Stated exercise: Can you put every line of the items below into a JSON list of strings, with one string per line and blank lines left out?

Extracted data entries:
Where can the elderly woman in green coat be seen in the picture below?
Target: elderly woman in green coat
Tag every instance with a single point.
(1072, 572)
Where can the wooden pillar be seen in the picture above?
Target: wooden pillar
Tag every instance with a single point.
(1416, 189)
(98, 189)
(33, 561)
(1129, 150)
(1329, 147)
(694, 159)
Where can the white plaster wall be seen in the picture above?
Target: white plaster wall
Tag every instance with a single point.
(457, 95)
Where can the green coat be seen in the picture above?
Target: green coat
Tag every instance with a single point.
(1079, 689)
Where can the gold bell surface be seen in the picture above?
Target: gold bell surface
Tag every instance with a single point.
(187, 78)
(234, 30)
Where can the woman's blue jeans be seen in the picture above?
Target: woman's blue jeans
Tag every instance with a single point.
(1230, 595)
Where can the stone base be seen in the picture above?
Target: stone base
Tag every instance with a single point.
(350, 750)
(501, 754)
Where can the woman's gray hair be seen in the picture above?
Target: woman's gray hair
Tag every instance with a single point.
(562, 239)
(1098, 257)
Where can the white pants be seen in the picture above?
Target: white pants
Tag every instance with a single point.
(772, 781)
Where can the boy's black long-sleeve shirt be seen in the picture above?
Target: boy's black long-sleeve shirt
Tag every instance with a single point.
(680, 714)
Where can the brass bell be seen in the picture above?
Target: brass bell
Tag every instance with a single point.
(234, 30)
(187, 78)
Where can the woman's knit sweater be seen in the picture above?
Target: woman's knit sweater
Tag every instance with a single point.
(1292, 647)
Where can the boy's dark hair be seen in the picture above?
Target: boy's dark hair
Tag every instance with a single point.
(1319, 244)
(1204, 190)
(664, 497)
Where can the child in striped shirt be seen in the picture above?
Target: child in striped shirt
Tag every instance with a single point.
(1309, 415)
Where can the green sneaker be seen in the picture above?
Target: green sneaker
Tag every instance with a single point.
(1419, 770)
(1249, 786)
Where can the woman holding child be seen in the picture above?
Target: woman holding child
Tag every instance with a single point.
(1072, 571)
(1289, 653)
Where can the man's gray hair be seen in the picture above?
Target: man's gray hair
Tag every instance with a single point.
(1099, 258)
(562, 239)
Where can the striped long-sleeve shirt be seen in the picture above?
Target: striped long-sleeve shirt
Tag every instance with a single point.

Exercise result:
[
  "Where can the elderly woman in green coat be seen in the picture below?",
  "Target: elderly woman in green coat",
  "Tag every instance with a single point.",
  "(1072, 572)",
  "Where can the wooden pillar be seen in the picture above?",
  "Target: wooden pillar",
  "Tag every instance with a single point.",
  "(1416, 189)",
  "(98, 189)",
  "(33, 561)",
  "(1129, 150)",
  "(1329, 147)",
  "(694, 159)",
  "Where can the white plaster wall be seen in the picture above?",
  "Target: white plaster wall",
  "Tag every instance with a single point.",
  "(457, 95)",
  "Where can the green coat be seen in the picture above?",
  "Target: green coat",
  "Tag every instance with a single point.",
  "(1079, 689)",
  "Where can the gold bell surface be seen in the picture above?",
  "Target: gold bell surface",
  "Tag every instance with a single point.",
  "(187, 78)",
  "(234, 30)",
  "Where can the woman's blue jeans be seen in the picture above?",
  "Target: woman's blue jeans",
  "Tag every instance with a single point.",
  "(1230, 595)",
  "Where can the stone base be seen in the picture above?",
  "Target: stone base",
  "Tag every instance with a single point.",
  "(350, 750)",
  "(501, 754)",
  "Where can the woman's gray hair be seen in the picture above?",
  "Target: woman's gray hair",
  "Tag every instance with a single point.",
  "(562, 239)",
  "(1098, 257)",
  "Where can the white pants be seen in the picture above?",
  "Target: white pants",
  "Tag every instance with a single point.",
  "(772, 781)",
  "Where can the boy's black long-sleeve shirt be seen in the picture above?",
  "Target: boy's black long-sleeve shirt",
  "Tag every instance with a single point.",
  "(680, 714)",
  "Where can the brass bell be seen in the picture above?",
  "Target: brass bell",
  "Tag every instance with a single point.",
  "(234, 30)",
  "(187, 78)",
  "Where can the woman's knit sweater be seen in the picture above?",
  "Target: woman's knit sweater",
  "Tag every instance with a single point.",
  "(1292, 647)",
  "Where can the boy's dark hair be seen in the picture above?",
  "Target: boy's dark hair",
  "Tag every instance with a single point.",
  "(1319, 244)",
  "(1204, 190)",
  "(664, 497)",
  "Where can the child in striped shirt be seen in the picture above?",
  "Target: child in striped shirt",
  "Tag every instance with a single point.",
  "(1309, 415)",
  "Where can the green sneaker be seen in the picture above?",
  "Target: green sneaker",
  "Tag every instance with a single point.",
  "(1419, 770)",
  "(1249, 786)",
  "Where can the woman holding child be seen in the picture above?",
  "Target: woman holding child",
  "Tag every instance with a single point.",
  "(1072, 571)",
  "(1289, 653)",
  "Where can the man's gray hair be seen in the picture above?",
  "Target: man's gray hair",
  "Tag every instance with a single point.",
  "(1099, 258)",
  "(562, 239)",
  "Where can the striped long-sleeve shirt be seen in the picture above?",
  "Target: striped long-sleeve shirt",
  "Tag every instance with a single point."
]